Texte source:
========================================
Les anthropologues ont pris conscience de la nécessité de discuter de la diffusion mondiale de leur discipline dès la parution, en 1953, du célèbre ouvrage d’Alfred Kroeber, Anthropology Today. Près de trente ans plus tard, en 1982, l’anthropologue égyptien Hussein Fahim fit paraître l’ouvrage collectif Indigenous Anthropology in Non-Western Countries (1982a). Entre autres objectifs, Fahim entendait élaborer « une discipline mondiale de l’anthropologie » et prôner la « dés-occidentalisation de l’entreprise anthropologique » (Fahim 1982b : 138). Ce livre anticipait plusieurs des questions qui seraient revisitées et parfois présentées par la suite comme des nouveautés. Par exemple, dans le chapitre rédigé de sa main, Fahim exposait quelques-unes des idées fortes que d’autres, sans le savoir, allaient suivre.

Je tiens à préciser que la nécessité d’une communication entre les anthropologues non occidentaux n’implique pas (et ne devrait pas impliquer) d’alliance politique contre les travaux de nos confrères occidentaux, non plus qu’un plaidoyer pour que l’on cesse de s’intéresser à leurs travaux […] car il sera toujours utile, et peut-être essentiel, d’avoir différentes perspectives sur les problèmes sociaux et leurs solutions, du moment que les intérêts et les points de vue individuels s’échangent de manière constructive. La tâche devrait plutôt être conçue de manière positive comme la tentative de […] prendre la responsabilité commune de libérer l’anthropologie de la domination de quelque pays ou groupe que ce soit.
========================================
Jeu de données:
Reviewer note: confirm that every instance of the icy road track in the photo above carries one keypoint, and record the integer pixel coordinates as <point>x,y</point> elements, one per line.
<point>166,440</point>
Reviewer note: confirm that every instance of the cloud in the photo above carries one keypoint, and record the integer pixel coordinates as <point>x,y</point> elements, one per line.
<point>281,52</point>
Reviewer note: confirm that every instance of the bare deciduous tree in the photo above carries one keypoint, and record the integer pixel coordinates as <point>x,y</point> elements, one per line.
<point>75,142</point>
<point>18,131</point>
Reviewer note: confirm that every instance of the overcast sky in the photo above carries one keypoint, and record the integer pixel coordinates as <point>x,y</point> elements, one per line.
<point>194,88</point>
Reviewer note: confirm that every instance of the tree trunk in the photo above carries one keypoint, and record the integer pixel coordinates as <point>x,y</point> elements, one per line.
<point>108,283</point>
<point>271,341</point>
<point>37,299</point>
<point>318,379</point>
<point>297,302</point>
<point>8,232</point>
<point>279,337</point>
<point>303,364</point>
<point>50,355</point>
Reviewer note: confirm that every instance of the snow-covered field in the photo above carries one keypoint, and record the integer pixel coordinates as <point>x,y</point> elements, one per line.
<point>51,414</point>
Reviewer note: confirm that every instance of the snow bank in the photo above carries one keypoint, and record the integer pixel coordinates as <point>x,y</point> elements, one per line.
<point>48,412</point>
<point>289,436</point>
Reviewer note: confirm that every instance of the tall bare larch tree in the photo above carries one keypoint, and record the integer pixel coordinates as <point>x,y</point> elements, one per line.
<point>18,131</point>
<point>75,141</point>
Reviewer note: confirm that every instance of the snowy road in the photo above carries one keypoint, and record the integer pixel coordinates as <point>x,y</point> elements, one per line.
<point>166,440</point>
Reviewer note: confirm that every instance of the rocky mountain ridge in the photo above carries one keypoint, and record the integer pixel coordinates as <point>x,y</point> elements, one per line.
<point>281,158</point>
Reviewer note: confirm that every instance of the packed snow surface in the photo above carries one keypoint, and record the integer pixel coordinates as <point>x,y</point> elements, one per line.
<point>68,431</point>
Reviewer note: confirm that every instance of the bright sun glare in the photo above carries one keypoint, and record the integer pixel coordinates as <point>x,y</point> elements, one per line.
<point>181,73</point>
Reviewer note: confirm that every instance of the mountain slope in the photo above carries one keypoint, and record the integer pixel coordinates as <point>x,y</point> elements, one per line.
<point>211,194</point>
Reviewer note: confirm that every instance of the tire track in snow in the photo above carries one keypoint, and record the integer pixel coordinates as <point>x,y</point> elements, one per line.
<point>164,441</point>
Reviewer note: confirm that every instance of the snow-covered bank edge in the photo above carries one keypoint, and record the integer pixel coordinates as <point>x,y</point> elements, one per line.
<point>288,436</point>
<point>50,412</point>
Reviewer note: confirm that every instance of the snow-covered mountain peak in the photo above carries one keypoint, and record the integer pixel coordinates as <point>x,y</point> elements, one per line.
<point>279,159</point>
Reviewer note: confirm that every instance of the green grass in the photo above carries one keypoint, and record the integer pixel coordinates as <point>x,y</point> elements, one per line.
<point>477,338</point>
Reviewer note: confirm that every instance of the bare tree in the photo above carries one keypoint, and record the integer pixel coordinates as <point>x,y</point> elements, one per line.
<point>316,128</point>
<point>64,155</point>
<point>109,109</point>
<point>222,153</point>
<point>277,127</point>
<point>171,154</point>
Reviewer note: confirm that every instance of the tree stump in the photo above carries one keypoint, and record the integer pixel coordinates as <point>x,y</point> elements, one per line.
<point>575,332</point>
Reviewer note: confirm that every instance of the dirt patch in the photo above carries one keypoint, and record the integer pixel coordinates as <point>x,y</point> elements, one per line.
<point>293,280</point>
========================================
Reprenez le texte source sur la diffusion mondiale de l'anthropologie à l'endroit où il s'arrête et poursuivez sa rédaction. Les entrées forment un matériau distinct du texte source.

Réponse à la consigne:
Fahim 1982b : 150[2]

Fahim concluait que les contributions des anthropologies du Tiers Monde

[N]e devraient pas être considérées comme de simples processus informatifs relativement à la connaissance anthropologique occidentale existante, puisque cela reviendrait à admettre implicitement le caractère central, la domination et le patronage de l’anthropologie occidentale. Égalité et réciprocité devraient être les notions clés du développement d’une anthropologie mondiale.

Fahim 1982b : 151[3]

Au cours de cette même année 1982 parut un numéro spécial de la revue suédoise Ethnos consacré aux « anthropologies nationales » sous la direction de Thomas Gerholm et Ulf Hannerz. En introduction, les auteurs usaient d’une métaphore qui constituait en elle-même, implicitement, une prise de position critique vis-à-vis du scénario anthropologique mondial : les anthropologies mondiales étaient un archipel d’îles « d’anthropologies nationales » qui ne communiquaient pas entre elles, mais étaient reliées par des ponts aux « anthropologies internationales » situées sur le continent. En de rares occasions, quelques-unes des îles communiquaient entre elles, mais uniquement via le continent.

Une nouvelle approche allait bientôt voir le jour, préoccupée surtout par les déséquilibres de pouvoir. Gerholm lui-même, en 1995, mentionnait l’existence d’anthropologies centrales et périphériques, et forgeait la notion de « système mondial de l’anthropologie ». L’anthropologue mexicain Esteban Krotz (1997) évoquait les « anthropologies du Sud » tandis que l’anthropologue brésilien Roberto Cardoso de Oliveira (1999/2000) discutait lui aussi des anthropologies périphériques et soulignait le problème de leur méconnaissance mutuelle. L’anthropologue japonais Takami Kuwayama, en 2004, avançait de son côté l’idée que les États-Unis, la Grande-Bretagne et, dans une moindre mesure, la France, représentaient le coeur du système mondial de l’anthropologie.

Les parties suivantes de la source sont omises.